> _Domande di studio_:
1 – Elenca tutte le percentuali che compaiono nel testo sulla fecondazione artificiale.
2 – Prosegui il testo sulla fecondazione artificiale a partire dal punto in cui si interrompe.

***** Blocco di testo *****

I dati, trionfalisticamente riportati sulla stampa, parlano di circa quattro milioni di bambini nati attraverso la FIV-ET, ma non rendono ragione della realtà intera della fecondazione artificiale, della sua pratica e delle sue conseguenze. Per quanto le modalità di FIV, di coltura degli embrioni ottenuti e di ET si siano considerevolmente evolute rispetto a quelle introdotte da Edwards trent’anni orsono, il numero di concepiti che sono esposti al rischio attuale di non potersi sviluppare e di morire prima di potersi impiantare nell’utero della madre resta sempre elevato.

Per restare in Inghilterra, i dati più recenti resi disponibili dalla Human Fertilization & Embriology Authority (HFEA), che si riferiscono all’anno 2007, non lasciano spazio a equivoci: il numero di nascite per ciclo di FIV-ET è complessivamente pari al 23,7%, e oscilla tra il 32,3% per le donne con età inferiore ai 35 anni e meno del 12% per quelle oltre i 40 anni.

***** Righe estratte *****

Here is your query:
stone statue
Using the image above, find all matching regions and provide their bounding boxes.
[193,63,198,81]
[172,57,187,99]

*****

> _Risposte ai compiti_:
1 – 23,7%; 32,3%; 12%

2 –
La diffusione della pratica della FIV-ET (negli Stati Uniti, più di una nascita su cento è dovuta a questa tecnologia biomedica) ha introdotto anche una concezione eugenetica* del concepimento e della nascita, che solo le legislazioni di alcuni Paesi (come l’Italia) sono riuscite a contenere: la disponibilità per la manipolazione e l’analisi degli embrioni in vitro, prima del loro annidamento nell’endometrio materno, ha reso di fatto possibile la selezione dei concepiti rispetto alla loro “qualità” biologica, consentendo l’eliminazione fisica di quanti sono portatori di difetti o imperfezioni reali o presunti.”

(da Il Sussidiario.net http://www.ilsussidiario.net/articolo.aspx?articolo=117237)

*(da Wikipedia) La parola eugenetica a rigore fa riferimento allo studio dei metodi volti al perfezionamento della specie umana attraverso selezioni artificiali operate tramite la promozione dei caratteri fisici e mentali ritenuti positivi (eugenetica positiva) e la rimozione di quelli negativi (eugenetica negativa).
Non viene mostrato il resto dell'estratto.